* [Extrait à lire]
══════

La saga du groupe Accor

«Impossible n'est pas français»

Il y a bien eu deux ou trois scènes de ménage. On ne partage pas en effet trente ans de vie commune sans quelques frictions. Parce qu'ils étaient culturellement proches et qu'ils avaient les mêmes envies d'entreprendre, le couple - Paul Dubrule et Gérard Pélisson - a su cependant trouver le chemin du "bonheur conjugal". Pour la plus grande satisfaction de leurs actionnaires bien sûr, mais aussi celle des 121 000 salariés qui ont grandi en même temps que les patrons construisaient leur empire. A travers les témoignages recueillis par Virginie Luc, les deux chefs d'entreprise ont fini aujourd'hui par accepter de faire un retour en arrière, retraçant ainsi leur histoire. Morceaux choisis avec Gérard Pélisson...

Propos recueillis par Claire Cosson

L'Hôtellerie :
Au cours de votre carrière, jamais, semble-t-il, vous n'avez éprouvé le besoin de regarder derrière vous. Probablement parce que vous étiez trop absorbés par l'avenir. Alors, pourquoi avoir décidé de retracer l'histoire d'Accor ?
Gérard Pélisson, coprésident du conseil de surveillance d'Accor :
Il est vrai que, Paul Dubrule et moi-même, jamais nous ne nous sommes véritablement penchés sur le passé. Nous n'avions, au cours de ces longues années, qu'une seule chose en tête : aller de l'avant. Pourtant, à bien y regarder, bâtir en trente ans un groupe composé aujourd'hui de plus de 2 700 hôtels, d'agences de voyages, d'un loueur de voitures, de titres de services..., et finir par employer quelque 121 000 salariés, c'est assez extraordinaire ! D'ailleurs, lorsque nous racontons notre histoire de par le monde, bon nombre de nos interlocuteurs refusent, aujour-
d'hui encore, de nous croire.

══════

* [Volets de l'exercice]
[1] Les affirmations suivantes concordent-elles avec l'extrait sur Accor ? Pour chacune, répondez par oui ou par non, en citant exactement les mots décisifs de l'extrait. (a) Le groupe emploie quelque 121 000 salariés. (b) Paul Dubrule et Gérard Pélisson se sont souvent penchés sur leur passé. (c) Le groupe compte aujourd'hui moins de 2 000 hôtels.
[2] Pouvez-vous reprendre l'extrait sur Accor après sa dernière phrase et le poursuivre ?

* [Données fournies]
══════

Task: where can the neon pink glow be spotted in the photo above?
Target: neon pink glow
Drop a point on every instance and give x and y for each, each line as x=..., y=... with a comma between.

══════

* [Corrigé de l'exercice]
[1]
(a) Oui : « finir par employer quelque 121 000 salariés ».
(b) Non : « jamais nous ne nous sommes véritablement penchés sur le passé ».
(c) Non : « plus de 2 700 hôtels ».

[2]
Alors, après avoir récemment décidé de prendre du recul en confiant la direction opérationnelle d'Accor à Jean-Marc Espalioux, conseillés en outre par Jacques Pilhan, nous avons finalement pensé que retracer notre aventure n'était peut-être pas maintenant, et ce même à usage interne, un exercice totalement absurde. D'autant que c'est seulement, et ce en toute modestie, en effectuant l'inventaire de ce que l'on a réalisé que nous avons réellement pris conscience de l'importance de ce que nous avons construit.

L'Hôtellerie :
Et bien justement, rappelez-nous donc comment tout a commencé ?
G. P. :
A l'origine, il y a eu la rencontre de deux hommes qui avaient envie de faire des choses. En 1963, Paul rentrait tout juste des Etats-Unis avec des idées plein la tête. Disciple durant près de deux ans de Bernard Trujillo, le « pape » de la distribution moderne (il est considéré comme l'inventeur de l'hypermarché), il avait étudié outre-Atlantique avec précision les raisons du succès des hôtels Holiday Inn et souhaitait développer ce nouveau concept hôtelier en Europe.
A la même époque, j'occupais le poste de directeur des études de marché pour l'Europe chez IBM. Parallèlement à cette activité, je réalisais une mission de conseil auprès du beau-frère de Paul, qui lui, tenait une fabrique de papier à Tourcoing. En fait, IBM ne me suffisait pas. J'aspirais, comme beaucoup d'entrepreneurs en herbe, à monter ma propre affaire. Et, bien entendu, quand Paul m'a exposé son projet, j'ai aussitôt été séduit.
Il était en effet inutile de me faire un dessin pour parvenir à me convaincre. Je savais que l'explosion des Holiday Inn aux Etats-Unis avait toutes les chances de se reproduire en France et à travers le Vieux Continent. D'autant plus vite d'ailleurs dans l'Hexagone, qu'en ce temps-là, l'hôtellerie française, assez désuète, fonctionnait de manière totalement artisanale. Sans oublier un autre élément non négligeable : l'absence de véritables concurrents. Il y avait donc sur ce créneau une place à prendre !

L'Hôtellerie :
Alors, dès le départ, vous souhaitiez réellement lancer une chaîne d'hôtels ?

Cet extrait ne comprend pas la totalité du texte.